• **Exercise directions**
Write the entries below out again exactly; any picture in them stays out.

(Dataset extract)

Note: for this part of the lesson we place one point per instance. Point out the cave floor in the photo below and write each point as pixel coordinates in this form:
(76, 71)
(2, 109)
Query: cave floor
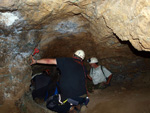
(119, 99)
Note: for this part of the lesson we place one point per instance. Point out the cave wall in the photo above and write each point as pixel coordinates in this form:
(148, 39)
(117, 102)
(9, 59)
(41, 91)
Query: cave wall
(26, 24)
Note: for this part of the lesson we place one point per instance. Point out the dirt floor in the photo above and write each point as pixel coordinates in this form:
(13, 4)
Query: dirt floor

(End Dataset extract)

• **Result for this task**
Note: for this part of the lesson we place one point per instance. Point out the cave floor in the photo below and write each point as pixel coordinates in this form:
(76, 71)
(2, 109)
Query: cave floor
(119, 99)
Note: for this part of the lesson we place one point per instance. Point out the cave wall in the photo above and write each point as pixel coordinates in this form:
(148, 39)
(117, 102)
(9, 59)
(41, 91)
Query: cave wall
(26, 24)
Note: for this part of the lesson we place one point per instance. Point out the dirt floor in the photo above and write each point as pixel coordinates in this form:
(13, 4)
Query: dirt floor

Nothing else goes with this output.